Later, defense counsel again asked Kumar:
“Q. *** I think you’ve answered this. But there’s nothing in the materials by the
manufacturer, Martin Collins, to any racetrack, including Arlington Park, that you need to
do anything about our Polytrack other than follow our maintenance manual, true?
A. That is correct.”
¶ 97 Anthony Petrillo, general manager of Arlington, testified 1 about the maintenance
procedures and training Arlington staff received when defendants purchased Polytrack. Petrillo
testified that defendants purchased Polytrack from Martin Collins, which also provided the
equipment and maintenance manual to maintain the product. Petrillo further explained that Jim
Pendergest, a representative of Martin Collins, provided training to the staff following the
installation of Polytrack. Petrillo testified that during training, Pendergest did not address
dynamic angle, vertical load, or pocketing, and further testified that after reviewing the
maintenance records, at the time of plaintiff’s accident, defendants were meeting the minimum
maintenance requirements set forth in the Martin Collins manual.

● **Dataset excerpt**
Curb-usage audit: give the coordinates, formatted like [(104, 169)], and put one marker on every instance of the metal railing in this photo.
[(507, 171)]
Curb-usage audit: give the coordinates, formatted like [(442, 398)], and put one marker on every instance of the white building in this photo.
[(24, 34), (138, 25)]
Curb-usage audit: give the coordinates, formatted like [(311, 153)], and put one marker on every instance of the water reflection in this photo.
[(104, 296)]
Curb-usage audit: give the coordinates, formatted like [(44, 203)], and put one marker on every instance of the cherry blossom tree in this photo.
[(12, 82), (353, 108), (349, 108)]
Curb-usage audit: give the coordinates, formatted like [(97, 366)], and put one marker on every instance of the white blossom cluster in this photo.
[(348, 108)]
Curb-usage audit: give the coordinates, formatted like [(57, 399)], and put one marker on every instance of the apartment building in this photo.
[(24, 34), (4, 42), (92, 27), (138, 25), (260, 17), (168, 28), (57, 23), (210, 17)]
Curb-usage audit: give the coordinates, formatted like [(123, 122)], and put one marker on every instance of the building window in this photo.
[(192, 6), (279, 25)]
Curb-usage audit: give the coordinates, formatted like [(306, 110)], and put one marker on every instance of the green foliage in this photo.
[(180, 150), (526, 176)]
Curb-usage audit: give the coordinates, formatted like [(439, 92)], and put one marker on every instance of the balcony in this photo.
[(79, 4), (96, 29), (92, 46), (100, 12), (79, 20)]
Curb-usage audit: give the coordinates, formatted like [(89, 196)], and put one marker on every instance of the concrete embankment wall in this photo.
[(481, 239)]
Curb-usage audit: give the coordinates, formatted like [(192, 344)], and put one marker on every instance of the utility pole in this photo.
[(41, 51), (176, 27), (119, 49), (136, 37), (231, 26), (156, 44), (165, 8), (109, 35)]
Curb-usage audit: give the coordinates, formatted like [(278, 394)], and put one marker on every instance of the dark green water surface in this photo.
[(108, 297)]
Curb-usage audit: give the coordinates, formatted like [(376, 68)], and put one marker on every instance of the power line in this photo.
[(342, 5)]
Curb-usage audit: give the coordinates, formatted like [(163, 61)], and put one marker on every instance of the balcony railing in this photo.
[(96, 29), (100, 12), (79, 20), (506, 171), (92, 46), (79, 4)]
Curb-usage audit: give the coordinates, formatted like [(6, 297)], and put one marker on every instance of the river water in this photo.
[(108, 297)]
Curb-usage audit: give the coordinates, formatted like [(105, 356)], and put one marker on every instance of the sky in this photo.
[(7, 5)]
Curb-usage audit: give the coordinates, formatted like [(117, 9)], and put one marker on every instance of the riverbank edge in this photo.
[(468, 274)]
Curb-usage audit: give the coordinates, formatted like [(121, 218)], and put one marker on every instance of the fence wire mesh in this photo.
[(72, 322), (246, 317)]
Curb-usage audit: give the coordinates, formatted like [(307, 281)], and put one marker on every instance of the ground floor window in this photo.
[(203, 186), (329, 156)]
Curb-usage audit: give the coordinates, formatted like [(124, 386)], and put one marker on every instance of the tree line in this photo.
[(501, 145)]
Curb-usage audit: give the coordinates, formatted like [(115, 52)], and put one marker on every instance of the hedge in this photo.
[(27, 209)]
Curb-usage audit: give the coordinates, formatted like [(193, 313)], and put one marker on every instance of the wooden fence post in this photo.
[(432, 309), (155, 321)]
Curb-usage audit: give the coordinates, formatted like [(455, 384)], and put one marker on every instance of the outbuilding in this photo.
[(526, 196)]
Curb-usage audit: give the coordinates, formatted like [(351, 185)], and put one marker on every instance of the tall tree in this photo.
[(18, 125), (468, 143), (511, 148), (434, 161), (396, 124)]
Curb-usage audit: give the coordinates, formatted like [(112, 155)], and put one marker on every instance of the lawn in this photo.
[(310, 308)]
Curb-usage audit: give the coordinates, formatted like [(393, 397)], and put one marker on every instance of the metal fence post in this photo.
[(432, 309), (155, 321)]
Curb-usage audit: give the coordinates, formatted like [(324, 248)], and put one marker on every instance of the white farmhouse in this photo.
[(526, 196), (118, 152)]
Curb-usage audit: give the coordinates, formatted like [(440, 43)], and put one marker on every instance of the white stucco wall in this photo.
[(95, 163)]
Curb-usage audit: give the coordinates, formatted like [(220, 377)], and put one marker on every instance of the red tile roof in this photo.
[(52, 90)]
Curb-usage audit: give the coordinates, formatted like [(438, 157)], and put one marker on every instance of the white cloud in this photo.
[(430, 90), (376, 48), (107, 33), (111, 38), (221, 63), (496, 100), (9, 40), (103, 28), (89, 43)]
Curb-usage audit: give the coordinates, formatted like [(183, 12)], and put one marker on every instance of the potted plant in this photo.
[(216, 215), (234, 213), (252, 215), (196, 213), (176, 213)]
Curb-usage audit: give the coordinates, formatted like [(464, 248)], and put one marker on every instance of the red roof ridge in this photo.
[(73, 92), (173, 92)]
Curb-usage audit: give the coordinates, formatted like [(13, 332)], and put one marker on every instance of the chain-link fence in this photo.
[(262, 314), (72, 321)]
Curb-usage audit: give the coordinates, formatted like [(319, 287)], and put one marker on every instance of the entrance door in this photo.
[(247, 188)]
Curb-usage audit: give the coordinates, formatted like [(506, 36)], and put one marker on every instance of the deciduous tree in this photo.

● **PROBLEMS AND TASKS**
- a) In the testimony excerpt, what was Petrillo's basis for saying the defendants were meeting the minimum maintenance requirements at the time of the plaintiff's accident?
- b) Duplicate the entries in the dataset excerpt from the start through the line holding "[(507, 171)]", inclusive.

● **TASK RESPONSES**
- a) Petrillo based this on his review of the maintenance records. After reviewing them, he testified that at the time of the plaintiff's accident the defendants were meeting the minimum maintenance requirements set forth in the Martin Collins manual.

- b)
Curb-usage audit: give the coordinates, formatted like [(104, 169)], and put one marker on every instance of the metal railing in this photo.
[(507, 171)]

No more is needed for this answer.